- [Listed entries]
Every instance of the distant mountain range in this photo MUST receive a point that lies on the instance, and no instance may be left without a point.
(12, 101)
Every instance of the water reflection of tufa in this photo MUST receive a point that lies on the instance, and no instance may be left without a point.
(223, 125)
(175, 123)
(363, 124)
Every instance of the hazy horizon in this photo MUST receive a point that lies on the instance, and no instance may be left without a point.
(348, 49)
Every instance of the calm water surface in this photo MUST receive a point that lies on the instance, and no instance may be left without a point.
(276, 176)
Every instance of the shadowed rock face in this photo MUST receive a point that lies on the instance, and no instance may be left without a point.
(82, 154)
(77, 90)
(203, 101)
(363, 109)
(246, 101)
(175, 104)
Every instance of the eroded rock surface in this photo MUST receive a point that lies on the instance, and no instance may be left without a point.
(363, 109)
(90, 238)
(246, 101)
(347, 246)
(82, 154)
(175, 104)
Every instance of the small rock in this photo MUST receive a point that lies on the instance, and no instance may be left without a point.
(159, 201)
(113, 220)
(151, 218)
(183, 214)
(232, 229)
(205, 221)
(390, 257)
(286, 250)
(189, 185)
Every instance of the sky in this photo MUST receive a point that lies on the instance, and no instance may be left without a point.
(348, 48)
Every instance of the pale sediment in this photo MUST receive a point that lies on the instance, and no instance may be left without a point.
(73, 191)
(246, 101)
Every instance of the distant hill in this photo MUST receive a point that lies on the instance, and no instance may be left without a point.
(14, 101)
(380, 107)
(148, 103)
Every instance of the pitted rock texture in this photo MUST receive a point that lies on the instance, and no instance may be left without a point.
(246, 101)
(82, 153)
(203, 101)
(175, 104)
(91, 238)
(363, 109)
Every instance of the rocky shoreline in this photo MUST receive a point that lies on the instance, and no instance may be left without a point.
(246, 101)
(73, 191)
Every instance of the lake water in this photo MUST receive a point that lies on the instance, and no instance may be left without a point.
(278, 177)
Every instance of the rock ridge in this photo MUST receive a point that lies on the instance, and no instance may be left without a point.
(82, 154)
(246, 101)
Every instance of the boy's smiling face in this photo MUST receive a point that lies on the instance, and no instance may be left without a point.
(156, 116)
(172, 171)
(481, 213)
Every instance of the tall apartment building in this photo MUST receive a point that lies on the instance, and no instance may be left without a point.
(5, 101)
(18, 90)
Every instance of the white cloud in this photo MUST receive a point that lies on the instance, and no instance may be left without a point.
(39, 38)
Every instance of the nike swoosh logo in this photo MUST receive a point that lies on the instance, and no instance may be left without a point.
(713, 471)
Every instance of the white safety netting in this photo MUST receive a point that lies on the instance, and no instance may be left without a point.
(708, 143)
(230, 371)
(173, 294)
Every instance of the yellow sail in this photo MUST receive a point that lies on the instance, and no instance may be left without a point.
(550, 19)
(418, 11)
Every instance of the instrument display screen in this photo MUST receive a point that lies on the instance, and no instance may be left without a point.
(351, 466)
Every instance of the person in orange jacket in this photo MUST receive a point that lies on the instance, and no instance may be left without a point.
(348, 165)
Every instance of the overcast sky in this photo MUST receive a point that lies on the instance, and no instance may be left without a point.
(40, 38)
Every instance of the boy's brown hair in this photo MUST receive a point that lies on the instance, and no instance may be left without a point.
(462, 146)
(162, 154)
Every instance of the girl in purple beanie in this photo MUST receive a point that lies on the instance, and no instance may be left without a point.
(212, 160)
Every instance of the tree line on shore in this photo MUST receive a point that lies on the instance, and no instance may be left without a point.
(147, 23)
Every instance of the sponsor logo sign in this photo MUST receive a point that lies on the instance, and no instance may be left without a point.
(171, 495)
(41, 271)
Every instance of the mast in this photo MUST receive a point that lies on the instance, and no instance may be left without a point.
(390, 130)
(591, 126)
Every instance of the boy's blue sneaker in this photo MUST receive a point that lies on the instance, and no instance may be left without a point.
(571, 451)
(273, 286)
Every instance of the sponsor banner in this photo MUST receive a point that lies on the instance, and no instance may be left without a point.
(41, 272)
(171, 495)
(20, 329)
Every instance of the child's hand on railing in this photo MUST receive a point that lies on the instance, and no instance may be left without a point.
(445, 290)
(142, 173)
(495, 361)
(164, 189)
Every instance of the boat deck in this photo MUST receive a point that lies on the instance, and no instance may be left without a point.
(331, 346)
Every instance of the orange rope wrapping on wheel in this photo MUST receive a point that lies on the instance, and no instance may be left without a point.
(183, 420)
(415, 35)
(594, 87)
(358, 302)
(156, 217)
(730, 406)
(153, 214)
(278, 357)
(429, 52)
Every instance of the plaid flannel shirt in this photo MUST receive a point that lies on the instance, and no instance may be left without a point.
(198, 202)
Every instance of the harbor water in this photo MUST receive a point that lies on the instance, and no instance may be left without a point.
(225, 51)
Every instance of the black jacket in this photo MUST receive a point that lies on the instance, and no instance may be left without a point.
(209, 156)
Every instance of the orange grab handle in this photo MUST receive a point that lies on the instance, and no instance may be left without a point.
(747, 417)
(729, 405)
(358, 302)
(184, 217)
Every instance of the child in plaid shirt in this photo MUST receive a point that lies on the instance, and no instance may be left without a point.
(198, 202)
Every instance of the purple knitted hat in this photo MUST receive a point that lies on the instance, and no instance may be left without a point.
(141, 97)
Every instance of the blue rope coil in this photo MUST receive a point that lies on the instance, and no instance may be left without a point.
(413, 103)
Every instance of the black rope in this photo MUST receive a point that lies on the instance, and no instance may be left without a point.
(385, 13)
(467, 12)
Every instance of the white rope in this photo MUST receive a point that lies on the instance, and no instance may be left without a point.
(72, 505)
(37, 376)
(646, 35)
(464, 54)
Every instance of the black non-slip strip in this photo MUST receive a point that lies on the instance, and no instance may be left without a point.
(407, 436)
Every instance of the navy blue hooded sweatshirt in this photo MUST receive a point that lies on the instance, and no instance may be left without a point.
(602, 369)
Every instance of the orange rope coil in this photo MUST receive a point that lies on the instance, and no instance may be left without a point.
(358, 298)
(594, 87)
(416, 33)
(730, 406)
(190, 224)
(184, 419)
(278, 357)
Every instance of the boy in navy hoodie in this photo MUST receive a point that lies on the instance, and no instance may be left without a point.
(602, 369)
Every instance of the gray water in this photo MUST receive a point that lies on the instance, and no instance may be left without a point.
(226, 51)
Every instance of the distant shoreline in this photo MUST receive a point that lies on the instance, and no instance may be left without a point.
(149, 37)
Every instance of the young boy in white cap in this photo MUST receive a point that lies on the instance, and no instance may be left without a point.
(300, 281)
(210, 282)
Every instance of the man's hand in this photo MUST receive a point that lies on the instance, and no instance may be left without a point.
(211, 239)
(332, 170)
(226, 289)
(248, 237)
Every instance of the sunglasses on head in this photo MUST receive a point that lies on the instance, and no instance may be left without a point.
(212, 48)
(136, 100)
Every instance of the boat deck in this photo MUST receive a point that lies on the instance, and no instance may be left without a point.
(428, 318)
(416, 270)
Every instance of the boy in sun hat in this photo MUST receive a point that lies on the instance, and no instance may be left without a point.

- [Your instructions] Once you have read the entries, write them out again without altering a single character.

- [Task response]
Every instance of the distant mountain range in this photo MUST receive a point that lies on the instance, and no instance may be left without a point.
(12, 101)
Every instance of the water reflection of tufa in this photo MUST receive a point that lies on the instance, and no instance may be left without a point.
(223, 125)
(175, 123)
(363, 124)
Every instance of the hazy horizon in this photo MUST receive a point that lies on the instance, and no instance may be left without a point.
(348, 49)
Every instance of the calm water surface in this photo MUST receive a point that lies on the instance, and no instance may be left without a point.
(276, 176)
Every instance of the shadowed rock face in this photo MUST receive a point that lies on the instance, and no instance may be left without a point.
(82, 154)
(77, 90)
(203, 101)
(363, 109)
(246, 101)
(175, 104)
Every instance of the eroded rock surface in this photo MUST receive a point that lies on the instance, and no instance may be left without a point.
(363, 109)
(90, 238)
(246, 101)
(347, 246)
(82, 154)
(175, 104)
Every instance of the small rock in this photo MUST receive a point that lies on the instance, and no instance may be left without a point.
(159, 201)
(113, 220)
(151, 218)
(183, 214)
(232, 229)
(205, 221)
(390, 257)
(286, 250)
(189, 185)
Every instance of the sky in this photo MUST receive a point that lies on the instance, and no instance may be left without a point.
(348, 48)
Every instance of the pale sediment in this photo MUST receive a point that lies on the instance, and no instance may be left without a point.
(73, 191)
(246, 101)
Every instance of the distant hill in this photo MUST receive a point that lies on the instance, and no instance may be left without a point.
(14, 101)
(380, 107)
(148, 103)
Every instance of the pitted rock texture in this photo MUST receive a point that lies on the instance, and no instance may be left without a point.
(246, 101)
(82, 153)
(203, 101)
(175, 104)
(91, 238)
(363, 109)
Every instance of the rocky shoreline in this photo MUST receive a point that lies on the instance, and no instance may be left without a point.
(246, 101)
(73, 191)
Every instance of the lake water in this photo MUST receive a point that lies on the instance, and no instance may be left without a point.
(278, 177)
Every instance of the rock ridge in this photo MUST receive a point that lies on the instance, and no instance may be left without a point.
(82, 154)
(246, 101)
Every instance of the boy's smiling face in this photo MUST receive a point that lies on the instance, and no instance may be left without a point.
(156, 116)
(172, 171)
(481, 213)
Every instance of the tall apartment building in this photo MUST receive a point that lies on the instance, and no instance may be left without a point.
(5, 101)
(18, 90)
Every instance of the white cloud in this photo MUST receive a point that lies on the instance, and no instance may be left without a point.
(39, 38)
Every instance of the nike swoosh logo in this photo MUST receive a point that lies on the instance, and no instance may be left without a point.
(713, 471)
Every instance of the white safety netting in this photo MUST receive a point that lies on the instance, and no instance may be left without a point.
(708, 143)
(230, 371)
(173, 294)
Every instance of the yellow sail in this photo MUST receive a point that lies on the instance, and no instance may be left without a point.
(550, 19)
(418, 11)
Every instance of the instrument display screen in this photo MUST receive a point that lies on the instance, and no instance may be left without a point.
(351, 466)
Every instance of the person in orange jacket in this photo MUST receive a point that lies on the instance, and no instance may be left without a point.
(348, 165)
Every instance of the overcast sky in this photo MUST receive a point that lies on the instance, and no instance may be left without a point.
(40, 38)
Every instance of the boy's brown hair in this photo MUST receive a point that lies on the instance, and no instance may be left without a point.
(462, 146)
(162, 154)
Every instance of the girl in purple beanie in this photo MUST receive a point that lies on the instance, and no instance may be left without a point.
(212, 160)
Every instance of the tree line on shore in this photo MUST receive a point that lies on the instance, and no instance may be left without a point.
(147, 23)
Every instance of the sponsor logo sign in this photo MUST receive a point that lies on the instance, and no instance may be left without a point.
(171, 495)
(41, 271)
Every instance of the mast in this photo MUST receive a point that lies on the instance, and no instance may be left without a point.
(390, 130)
(591, 126)
Every instance of the boy's blue sneaker in this photo MUST receive a point that lies on the instance, and no instance may be left without a point.
(571, 451)
(273, 286)
Every instance of the sponsor banner in this photo MUST receive a point that lies on the instance, and no instance may be left without a point.
(41, 272)
(171, 495)
(20, 329)
Every instance of the child's hand on railing in this photo MUST receive a point that lies on the instance, and no instance may be left without a point.
(445, 290)
(142, 173)
(495, 361)
(164, 189)
Every instance of the boat deck in this photo MUST receive a point that lies on the instance, and no instance may be left without a point.
(331, 346)
Every instance of the orange rope wrapping on wheel in this photo MUST receive a point that lies on the instance, and no instance may be left without a point.
(183, 420)
(415, 35)
(594, 87)
(358, 302)
(156, 217)
(730, 406)
(153, 214)
(278, 357)
(429, 52)
Every instance of the plaid flannel shirt in this photo MUST receive a point that lies on the instance, and no instance may be left without a point.
(198, 202)
Every instance of the harbor water in this photo MUST receive a point that lies on the instance, and no instance may be left without a point.
(225, 51)
Every instance of the black jacket in this photo MUST receive a point that lies on the instance, and no instance may be left without a point.
(209, 156)
Every instance of the orange grab handle in this photo MUST receive a point that lies on the instance, and no instance may be left without a point.
(747, 417)
(729, 405)
(358, 302)
(184, 217)
Every instance of the child in plaid shirt in this photo MUST receive a point that lies on the instance, and no instance may be left without a point.
(198, 202)
Every instance of the purple knitted hat in this photo MUST receive a point that lies on the instance, and no instance may be left without a point.
(141, 97)
Every instance of the blue rope coil in this photo MUST receive a point that lies on the instance, and no instance may be left without a point.
(413, 103)
Every instance of the black rope in this photo MUST receive a point that lies on the instance, and no instance may be left without a point.
(385, 13)
(467, 12)
Every instance of the white rope in this photo MUST receive a point that lies on the instance, and no instance may be left without a point.
(72, 505)
(37, 376)
(646, 35)
(464, 54)
Every instance of the black non-slip strip in this photo MUST receive a point that lies on the instance, and no instance may be left without a point.
(407, 436)
Every instance of the navy blue hooded sweatshirt in this photo MUST receive a point that lies on the instance, and no instance may be left without a point.
(602, 369)
Every instance of the orange rope coil in this photo MUST receive a point that lies on the instance, and no instance may be left without a point.
(358, 298)
(594, 87)
(416, 33)
(730, 406)
(190, 224)
(184, 419)
(278, 357)
Every instance of the boy in navy hoodie in this photo MUST receive a point that lies on the instance, and no instance may be left without a point.
(602, 369)
Every instance of the gray water in this photo MUST receive a point that lies on the instance, and no instance may be left without a point.
(226, 51)
Every instance of the distant shoreline in this photo MUST receive a point that lies on the instance, and no instance may be left without a point.
(149, 37)
Every instance of the young boy in white cap in this photo MUST receive a point that lies on the instance, and no instance may be left without a point.
(300, 281)
(210, 282)
Every instance of the man's hand in this photo MUST receive a point that lies on the instance, and no instance may be left without a point.
(211, 239)
(332, 170)
(226, 289)
(248, 237)
Every instance of the sunglasses on head in this photo MUST receive a point that lies on the instance, and no instance may be left without a point.
(212, 48)
(136, 100)
Every instance of the boat deck in this photo MUST receive a point that lies on the instance, and no instance may be left without a point.
(428, 318)
(416, 270)
Every instance of the boy in sun hat in this photo MUST receive a point that lies on the instance, and no instance may be left without a point.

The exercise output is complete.